### DIRECTIONS:
Render every line of the records below as a Markdown table with the columns Row and Line, numbering each line and skipping blank lines. Leave the pictures out of the table.

----------

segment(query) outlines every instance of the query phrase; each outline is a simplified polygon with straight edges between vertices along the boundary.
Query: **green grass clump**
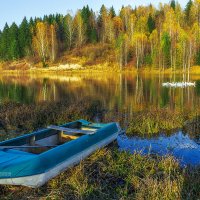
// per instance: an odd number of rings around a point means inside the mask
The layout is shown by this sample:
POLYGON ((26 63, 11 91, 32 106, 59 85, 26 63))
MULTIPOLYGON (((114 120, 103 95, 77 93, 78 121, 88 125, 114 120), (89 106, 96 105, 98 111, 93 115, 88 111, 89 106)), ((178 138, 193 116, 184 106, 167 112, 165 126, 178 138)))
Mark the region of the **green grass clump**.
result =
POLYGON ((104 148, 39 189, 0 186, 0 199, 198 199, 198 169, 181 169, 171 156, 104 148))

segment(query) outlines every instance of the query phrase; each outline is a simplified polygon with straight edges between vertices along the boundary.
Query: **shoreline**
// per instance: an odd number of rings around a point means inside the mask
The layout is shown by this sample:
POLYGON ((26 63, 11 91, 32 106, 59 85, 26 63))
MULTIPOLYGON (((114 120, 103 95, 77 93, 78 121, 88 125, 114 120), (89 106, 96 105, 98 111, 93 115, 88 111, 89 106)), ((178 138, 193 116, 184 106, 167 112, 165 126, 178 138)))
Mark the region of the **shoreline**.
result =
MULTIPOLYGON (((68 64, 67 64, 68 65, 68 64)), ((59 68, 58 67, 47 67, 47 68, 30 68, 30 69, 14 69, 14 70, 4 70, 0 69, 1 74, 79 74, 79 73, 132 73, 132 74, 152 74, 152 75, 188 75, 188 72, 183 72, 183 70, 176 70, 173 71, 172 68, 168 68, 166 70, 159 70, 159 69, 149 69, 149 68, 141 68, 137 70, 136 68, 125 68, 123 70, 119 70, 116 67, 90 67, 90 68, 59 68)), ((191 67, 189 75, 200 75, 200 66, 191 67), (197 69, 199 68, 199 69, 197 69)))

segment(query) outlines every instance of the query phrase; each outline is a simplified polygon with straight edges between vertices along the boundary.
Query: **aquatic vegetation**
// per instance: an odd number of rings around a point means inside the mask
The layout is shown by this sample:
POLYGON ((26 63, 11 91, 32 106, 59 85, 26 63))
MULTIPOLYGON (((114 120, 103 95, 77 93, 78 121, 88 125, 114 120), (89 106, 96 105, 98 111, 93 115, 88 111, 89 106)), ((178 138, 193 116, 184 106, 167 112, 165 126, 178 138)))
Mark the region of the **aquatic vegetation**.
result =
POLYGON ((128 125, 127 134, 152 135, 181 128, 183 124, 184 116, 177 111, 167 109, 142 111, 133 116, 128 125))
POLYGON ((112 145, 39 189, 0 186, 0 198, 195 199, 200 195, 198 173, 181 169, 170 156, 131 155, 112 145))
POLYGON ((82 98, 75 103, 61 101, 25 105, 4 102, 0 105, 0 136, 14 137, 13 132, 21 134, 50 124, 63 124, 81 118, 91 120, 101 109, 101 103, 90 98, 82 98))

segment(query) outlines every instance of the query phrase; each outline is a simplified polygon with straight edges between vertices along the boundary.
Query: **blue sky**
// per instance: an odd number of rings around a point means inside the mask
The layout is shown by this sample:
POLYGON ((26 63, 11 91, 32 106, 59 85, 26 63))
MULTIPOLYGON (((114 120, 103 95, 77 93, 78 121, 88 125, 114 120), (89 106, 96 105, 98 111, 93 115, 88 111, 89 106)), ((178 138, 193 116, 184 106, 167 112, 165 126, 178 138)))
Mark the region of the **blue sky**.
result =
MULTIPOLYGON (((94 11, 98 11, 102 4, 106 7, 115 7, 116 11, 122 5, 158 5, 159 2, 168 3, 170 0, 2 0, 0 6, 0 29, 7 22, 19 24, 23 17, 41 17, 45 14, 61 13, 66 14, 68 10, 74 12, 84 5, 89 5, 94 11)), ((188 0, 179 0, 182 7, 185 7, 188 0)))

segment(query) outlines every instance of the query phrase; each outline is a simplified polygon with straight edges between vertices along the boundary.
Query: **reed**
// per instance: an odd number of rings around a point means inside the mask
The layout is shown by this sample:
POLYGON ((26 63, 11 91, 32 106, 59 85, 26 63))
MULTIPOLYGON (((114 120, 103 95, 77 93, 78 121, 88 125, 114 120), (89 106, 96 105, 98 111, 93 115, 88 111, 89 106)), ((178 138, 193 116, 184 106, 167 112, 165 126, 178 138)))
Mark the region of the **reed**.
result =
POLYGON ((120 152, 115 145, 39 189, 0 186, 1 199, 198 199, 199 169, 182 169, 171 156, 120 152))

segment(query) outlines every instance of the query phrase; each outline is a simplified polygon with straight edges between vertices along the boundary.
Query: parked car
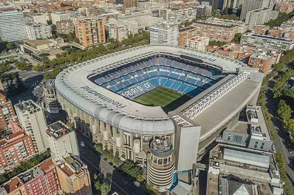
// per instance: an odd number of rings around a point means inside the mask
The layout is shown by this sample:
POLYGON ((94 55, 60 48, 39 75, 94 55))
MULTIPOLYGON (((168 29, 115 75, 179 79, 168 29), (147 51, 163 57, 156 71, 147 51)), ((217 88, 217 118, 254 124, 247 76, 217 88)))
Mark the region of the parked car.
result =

----------

### REPLY:
| Row | Line |
|---|---|
| 1 | segment(query) outlines every instance of the query phrase; each outline is a simplified polygon with straight edges between vertices along the boundary. |
| 2 | Query: **green grass clump** |
| 3 | // per instance: an odd number of rings around a point means inside the mask |
| 4 | The layout is shown by this sample: |
| 5 | POLYGON ((26 63, 11 91, 32 106, 59 85, 26 63)) |
| 6 | MULTIPOLYGON (((114 120, 103 95, 77 93, 78 121, 88 125, 114 120), (89 106, 96 105, 98 111, 93 115, 88 111, 89 106)), ((178 138, 193 116, 184 106, 167 112, 165 126, 178 138))) |
| 7 | Mark the region of the **green grass clump**. |
| 8 | result = |
| 9 | POLYGON ((104 148, 39 189, 0 186, 0 199, 198 199, 198 169, 181 169, 171 156, 104 148)) |
| 10 | segment(query) outlines every instance of the query phrase; each outline is a simplified polygon with straight edges between vertices along the boundary. |
| 11 | Query: **shoreline** |
| 12 | // per instance: an odd number of rings around a point means inside the mask |
| 13 | The layout is shown by this sample: |
| 14 | POLYGON ((26 63, 11 91, 32 106, 59 85, 26 63)) |
| 15 | MULTIPOLYGON (((114 120, 103 95, 77 93, 78 121, 88 125, 114 120), (89 106, 96 105, 98 111, 93 115, 88 111, 89 106)), ((178 138, 193 116, 184 106, 167 112, 165 126, 178 138))) |
| 16 | Mark the region of the **shoreline**. |
| 17 | result = |
| 18 | MULTIPOLYGON (((68 64, 67 64, 68 65, 68 64)), ((59 68, 58 67, 47 67, 47 68, 30 68, 30 69, 14 69, 14 70, 4 70, 0 69, 1 74, 79 74, 79 73, 132 73, 132 74, 152 74, 152 75, 188 75, 188 72, 183 72, 183 70, 176 70, 173 71, 172 68, 168 68, 166 70, 159 70, 159 69, 149 69, 149 68, 141 68, 137 70, 136 68, 125 68, 123 70, 119 70, 116 67, 90 67, 90 68, 59 68)), ((191 67, 189 75, 200 75, 200 66, 191 67), (197 69, 199 68, 199 69, 197 69))) |
| 19 | segment(query) outlines every instance of the query phrase; each outline is a simplified polygon with straight edges between vertices along the boundary. |
| 20 | Query: **aquatic vegetation** |
| 21 | // per instance: an odd number of rings around a point means inside the mask |
| 22 | The layout is shown by this sample: |
| 23 | POLYGON ((26 63, 11 91, 32 106, 59 85, 26 63)) |
| 24 | MULTIPOLYGON (((114 120, 103 95, 77 93, 78 121, 88 125, 114 120), (89 106, 96 105, 98 111, 93 115, 88 111, 89 106)), ((178 138, 193 116, 184 106, 167 112, 165 126, 178 138))) |
| 25 | Mark the region of the **aquatic vegetation**. |
| 26 | result = |
| 27 | POLYGON ((128 125, 127 134, 152 135, 181 128, 183 124, 184 116, 177 111, 167 109, 142 111, 133 116, 128 125)) |
| 28 | POLYGON ((112 145, 39 189, 0 186, 0 198, 195 199, 200 195, 198 173, 181 169, 170 156, 131 155, 112 145)) |
| 29 | POLYGON ((82 98, 75 103, 61 101, 25 105, 4 102, 0 105, 0 136, 14 137, 13 132, 21 134, 50 124, 63 124, 81 118, 91 120, 101 109, 101 103, 90 98, 82 98)) |
| 30 | segment(query) outlines every instance of the query phrase; each outline is a simplified polygon with straight edges between vertices along the boundary. |
| 31 | Query: **blue sky** |
| 32 | // per instance: an odd number of rings around a point means inside the mask |
| 33 | The layout is shown by this sample: |
| 34 | POLYGON ((26 63, 11 91, 32 106, 59 85, 26 63)) |
| 35 | MULTIPOLYGON (((114 120, 103 95, 77 93, 78 121, 88 125, 114 120), (89 106, 96 105, 98 111, 93 115, 88 111, 89 106)), ((178 138, 193 116, 184 106, 167 112, 165 126, 178 138))) |
| 36 | Mark the region of the **blue sky**. |
| 37 | result = |
| 38 | MULTIPOLYGON (((94 11, 98 11, 102 4, 106 7, 115 7, 116 11, 122 5, 158 5, 159 2, 168 3, 170 0, 2 0, 0 6, 0 29, 7 22, 19 24, 23 17, 41 17, 45 14, 61 13, 66 14, 68 10, 74 12, 84 5, 89 5, 94 11)), ((188 0, 179 0, 182 7, 185 7, 188 0))) |
| 39 | segment(query) outlines every instance of the query phrase; each outline is a simplified polygon with straight edges between vertices along the boundary. |
| 40 | Query: **reed** |
| 41 | // per instance: an odd number of rings around a point means inside the mask |
| 42 | The layout is shown by this sample: |
| 43 | POLYGON ((26 63, 11 91, 32 106, 59 85, 26 63)) |
| 44 | MULTIPOLYGON (((114 120, 103 95, 77 93, 78 121, 88 125, 114 120), (89 106, 96 105, 98 111, 93 115, 88 111, 89 106)), ((178 138, 193 116, 184 106, 167 112, 165 126, 178 138))) |
| 45 | Mark the region of the **reed**. |
| 46 | result = |
| 47 | POLYGON ((120 152, 115 145, 39 189, 0 186, 1 199, 198 199, 199 169, 182 169, 171 156, 120 152)) |
| 48 | segment(query) outlines every instance of the query phrase; each outline is a simplified polygon with straight edges between vertices along the boundary. |
| 49 | Query: parked car |
| 50 | // per instance: an odd number of rings around a point means inside the mask |
| 51 | The layout is shown by this sample: |
| 52 | POLYGON ((94 55, 60 48, 39 75, 94 55)) |
| 53 | MULTIPOLYGON (((168 29, 115 75, 179 79, 168 29), (147 51, 163 57, 156 71, 147 51)), ((217 88, 217 118, 254 124, 247 76, 217 88))) |
| 54 | Mark the region of the parked car. |
| 55 | result = |